**TEXT EXCERPT**:

^^^^

- Education: University of Missouri (BA)
- Occupations: Actress, comedian
- Years active: 1998–present

= Brooke Dillman =

American actress and comedian

Brooke Dillman is an American actress and comedian best known as a series regular on the sketch comedy show Blue Collar TV.

==Early life and education==
Dillman earned a Bachelor of Arts degree at the University of Missouri in 1988.

== Career ==
While in Chicago, Dillman created several of her favorite characters in the local theater scene, including stints at the Factory Theatre and the Organic Theatre. She then moved to Los Angeles in 1998 and was featured in TV commercials prior to being cast as a regular on the variety series The Wayne Brady Show.

Other roles followed, such as the weather-casting nun, Sister Brenda Trogman, in NBC's Good Morning, Miami, a blind date for Michael Scott in the NBC's The Office episode "Chair Model" from season 4, and a recurring role on HBO's Six Feet Under. Dillman has appeared in the feature films National Lampoon's Barely Legal, Larceny, Pot of Gold, and Superbad. After the final season of the sketch comedy TV series Blue Collar TV, in which she was a regular cast member, Dillman reunited with Blue Collar comedian Larry the Cable Guy in his film Larry the Cable Guy: Health Inspector.

^^^^

(Detection annotation records)
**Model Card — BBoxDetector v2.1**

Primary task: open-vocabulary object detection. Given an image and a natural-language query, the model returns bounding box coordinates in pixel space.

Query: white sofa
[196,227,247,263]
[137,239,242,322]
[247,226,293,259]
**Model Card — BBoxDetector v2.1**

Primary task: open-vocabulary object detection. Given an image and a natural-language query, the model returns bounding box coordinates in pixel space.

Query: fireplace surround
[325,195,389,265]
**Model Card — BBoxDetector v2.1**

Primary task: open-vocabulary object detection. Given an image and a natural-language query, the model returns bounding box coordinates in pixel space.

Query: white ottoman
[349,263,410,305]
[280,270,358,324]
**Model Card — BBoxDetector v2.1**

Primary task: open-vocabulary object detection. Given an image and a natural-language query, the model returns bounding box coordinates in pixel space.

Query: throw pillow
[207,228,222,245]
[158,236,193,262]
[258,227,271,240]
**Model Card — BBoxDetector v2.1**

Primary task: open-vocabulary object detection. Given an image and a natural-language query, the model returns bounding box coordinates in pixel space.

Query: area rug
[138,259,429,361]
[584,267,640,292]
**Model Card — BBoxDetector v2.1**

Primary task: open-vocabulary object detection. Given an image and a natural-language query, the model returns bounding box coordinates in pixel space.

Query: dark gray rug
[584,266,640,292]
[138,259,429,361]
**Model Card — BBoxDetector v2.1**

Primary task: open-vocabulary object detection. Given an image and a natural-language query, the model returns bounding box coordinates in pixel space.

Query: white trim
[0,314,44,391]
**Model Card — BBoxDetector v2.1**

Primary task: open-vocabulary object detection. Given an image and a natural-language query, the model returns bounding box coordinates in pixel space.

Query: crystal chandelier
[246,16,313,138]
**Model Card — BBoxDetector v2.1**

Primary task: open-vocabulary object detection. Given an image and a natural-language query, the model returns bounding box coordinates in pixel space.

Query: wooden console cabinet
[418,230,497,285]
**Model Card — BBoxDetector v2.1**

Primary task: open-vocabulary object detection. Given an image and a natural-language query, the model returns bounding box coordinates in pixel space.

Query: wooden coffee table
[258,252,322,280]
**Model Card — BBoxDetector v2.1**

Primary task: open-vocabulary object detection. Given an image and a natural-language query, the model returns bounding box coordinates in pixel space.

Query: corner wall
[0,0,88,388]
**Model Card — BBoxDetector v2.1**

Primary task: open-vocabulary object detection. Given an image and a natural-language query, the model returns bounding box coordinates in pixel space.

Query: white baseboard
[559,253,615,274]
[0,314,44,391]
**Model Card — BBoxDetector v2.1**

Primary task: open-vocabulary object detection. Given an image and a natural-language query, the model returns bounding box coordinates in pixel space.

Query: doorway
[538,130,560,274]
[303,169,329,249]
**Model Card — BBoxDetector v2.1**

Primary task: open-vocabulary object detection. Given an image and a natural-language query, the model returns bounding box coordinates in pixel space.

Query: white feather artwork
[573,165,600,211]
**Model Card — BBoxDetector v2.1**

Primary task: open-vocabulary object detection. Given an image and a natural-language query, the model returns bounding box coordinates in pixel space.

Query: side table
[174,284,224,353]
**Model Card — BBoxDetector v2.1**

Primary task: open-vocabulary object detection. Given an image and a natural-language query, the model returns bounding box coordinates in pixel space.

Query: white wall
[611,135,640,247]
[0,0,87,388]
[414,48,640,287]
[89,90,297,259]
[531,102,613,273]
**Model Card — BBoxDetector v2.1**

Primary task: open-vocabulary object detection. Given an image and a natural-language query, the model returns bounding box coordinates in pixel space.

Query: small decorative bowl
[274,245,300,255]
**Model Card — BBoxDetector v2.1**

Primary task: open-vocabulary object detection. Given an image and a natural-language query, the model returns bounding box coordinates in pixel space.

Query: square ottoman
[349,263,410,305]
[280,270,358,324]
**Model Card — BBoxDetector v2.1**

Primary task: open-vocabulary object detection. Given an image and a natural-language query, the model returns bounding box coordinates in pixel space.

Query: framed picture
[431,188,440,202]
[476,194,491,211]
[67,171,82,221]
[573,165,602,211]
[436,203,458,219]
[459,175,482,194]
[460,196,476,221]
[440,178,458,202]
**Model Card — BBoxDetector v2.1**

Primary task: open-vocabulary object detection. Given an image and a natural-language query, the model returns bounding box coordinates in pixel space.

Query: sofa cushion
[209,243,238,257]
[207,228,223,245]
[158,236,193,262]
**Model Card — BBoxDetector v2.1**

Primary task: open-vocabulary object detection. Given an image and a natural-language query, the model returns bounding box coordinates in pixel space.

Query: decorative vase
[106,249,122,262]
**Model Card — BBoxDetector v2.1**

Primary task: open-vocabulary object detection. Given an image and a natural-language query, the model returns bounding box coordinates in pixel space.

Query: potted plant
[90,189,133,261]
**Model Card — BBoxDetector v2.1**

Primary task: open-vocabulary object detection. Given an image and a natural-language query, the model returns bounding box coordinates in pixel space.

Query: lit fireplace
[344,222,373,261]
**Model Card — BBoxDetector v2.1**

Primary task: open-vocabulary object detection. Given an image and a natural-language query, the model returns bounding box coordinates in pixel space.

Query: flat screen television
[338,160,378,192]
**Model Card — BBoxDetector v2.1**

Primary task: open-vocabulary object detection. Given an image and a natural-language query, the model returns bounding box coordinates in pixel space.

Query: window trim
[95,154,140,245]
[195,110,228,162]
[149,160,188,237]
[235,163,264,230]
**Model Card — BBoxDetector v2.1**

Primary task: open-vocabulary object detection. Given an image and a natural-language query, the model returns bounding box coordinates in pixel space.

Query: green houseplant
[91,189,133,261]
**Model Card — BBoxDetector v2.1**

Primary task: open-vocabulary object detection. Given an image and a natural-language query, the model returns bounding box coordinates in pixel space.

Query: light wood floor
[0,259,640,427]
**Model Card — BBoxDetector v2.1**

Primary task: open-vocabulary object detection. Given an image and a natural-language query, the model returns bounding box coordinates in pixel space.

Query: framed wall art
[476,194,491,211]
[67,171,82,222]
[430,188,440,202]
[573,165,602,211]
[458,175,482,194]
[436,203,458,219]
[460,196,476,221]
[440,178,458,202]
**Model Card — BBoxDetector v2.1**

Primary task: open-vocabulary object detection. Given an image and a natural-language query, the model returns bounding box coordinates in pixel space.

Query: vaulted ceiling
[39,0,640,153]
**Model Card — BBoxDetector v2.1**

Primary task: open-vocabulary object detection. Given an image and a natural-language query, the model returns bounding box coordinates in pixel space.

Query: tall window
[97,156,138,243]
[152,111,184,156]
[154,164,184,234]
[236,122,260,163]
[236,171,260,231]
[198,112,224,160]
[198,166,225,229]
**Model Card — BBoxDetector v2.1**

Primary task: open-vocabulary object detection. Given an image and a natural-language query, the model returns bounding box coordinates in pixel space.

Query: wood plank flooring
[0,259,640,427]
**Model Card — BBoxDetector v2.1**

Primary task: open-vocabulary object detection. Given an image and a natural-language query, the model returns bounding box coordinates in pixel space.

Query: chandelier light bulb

^^^^

**REQUIRED TASK A**:
Answer these questions from the Brooke Dillman article:
(i) In what year did Dillman earn her Bachelor of Arts degree?
(ii) To which city did she move in 1998?
(iii) What character did she play on NBC's Good Morning, Miami?
**REQUIRED TASK B**: Write a continuation of the Brooke Dillman article, picking up after its final sentence.

**WRITTEN ANSWER A**:
(i) 1988
(ii) Los Angeles
(iii) Sister Brenda Trogman, a weather-casting nun

**WRITTEN ANSWER B**:
She also appeared on the YouTube comedy-mystery web series Where the Bears Are in Episode 7, "A Bear and Honey", as Honey Garrett.

She also has a recurring role in the Disney XD show Kickin' It as Joan Malone, the security guard at the strip mall, and played Tink Babbitt on ABC’s The Middle from 2009 to 2018. Dillman also played a role in Good Luck Charlie as Karen, Amy Duncan's boss and enemy.
She also starred for three seasons on the TBS comedy Wrecked as Karen Cushman.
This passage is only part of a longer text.